- SUPPLIED PASSAGE:
Clearing the ground for American Dominance in space is not simply an aberration of the Trump regime – even though that administration lends a certain style of rhetoric to the policy field. The evolution of a ‘Space Force’ – a new branch of the military – is designed (in the words of Vice-President Pence) to ensure dominance for the USA in what is viewed as ‘a war-fighting domain just like land air and sea’. The second development, less sensational but arguably more significant, is captured in a speech by Scott Pace, the executive secretary of the National Space Council, to the Cosmos Club on 13th December 2017. He said, “it bears repeating: Outer space is not a ‘global commons,’ not the ‘common heritage of mankind,’ not ‘res communis,’ nor is it a public good”. These statements are important because, as we shall see, they challenge existing commitments both to pacific use and to benefit-sharing.

Nothing surprising here perhaps as technology permits ever greater exploitation of space and as that tech becomes vulnerable to attack. Senator Ted Cruz made the link in widely derided fashion by raising concerns about space pirates interfering with commercial and military activities. But the mindset is clear. Space is like the wild west frontier – to be tamed and commercialised by individual entrepreneurs enduring the hardships and risks of the task and deserving of protection. But before we concede the sense of this point let us examine the existing law of outer space and its intention.

Space law has its origins in the debates that began in the 1950’s about how to govern areas and entities without individual national ownership that serve as general or global resource pools and sinks, such as the deep seabed, Antarctica and outer space. The key innovation was the development of idea of the global commons.

The central feature here is that these areas, and the resources found there, need to be managed for the common good. Two related principles were important to the development of such regimes. First, the thought that the international community needed to respond to the inequalities associated with colonialism. Second, the need to avoid the consequences for both security and justice of a scramble for dominium over these spaces, a prospect explicitly likened to the colonial ‘scramble for Africa’ (Pardo 1967). These principles were widely understood to be important drivers in the debates at the time, although their centrality was not uncontentious. The states advocating a ‘New International Economic Order’ (NIEO) in the aftermath of post-war decolonisation had a distinctive take on the commons ideal, very different from that of many of the more powerful states.  Socialist states took a different view to the liberal-capitalist states. Key states (perhaps most tellingly the USA) took contrasting views at different points in the debates over the period from the 1950s to the present day. Several alternative statements of the broad ideals have also been proposed, such as the idea that such resources might be considered the ‘common interest of mankind’ (Antarctic Treaty 1959) or the ‘common province of all mankind’ (Outer Space Treaty 1967), or ‘the common heritage of mankind’ (UNCLOS III 1982 , The Moon Treaty 1979) and related but more general terms such as ‘the common concern of humanity’ (Shelton 2009), and these alternatives have found expression in these key international instruments.

- INFORMATION PROVIDED:
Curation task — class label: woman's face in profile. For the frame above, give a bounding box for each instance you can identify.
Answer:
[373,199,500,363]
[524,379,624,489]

- JOB 1:
In the passage on space law, rewrite the part from "Nothing surprising here" to "and its intention.", substituting "orbital raiders" for "space pirates".
- JOB 2:
According to the passage on space law, to what audience did Scott Pace give his speech on 13th December 2017?
You can leave the lines aside.

- EXERCISE ANSWER 1:
Nothing surprising here perhaps as technology permits ever greater exploitation of space and as that tech becomes vulnerable to attack. Senator Ted Cruz made the link in widely derided fashion by raising concerns about orbital raiders interfering with commercial and military activities. But the mindset is clear. Space is like the wild west frontier – to be tamed and commercialised by individual entrepreneurs enduring the hardships and risks of the task and deserving of protection. But before we concede the sense of this point let us examine the existing law of outer space and its intention.

- EXERCISE ANSWER 2:
The Cosmos Club.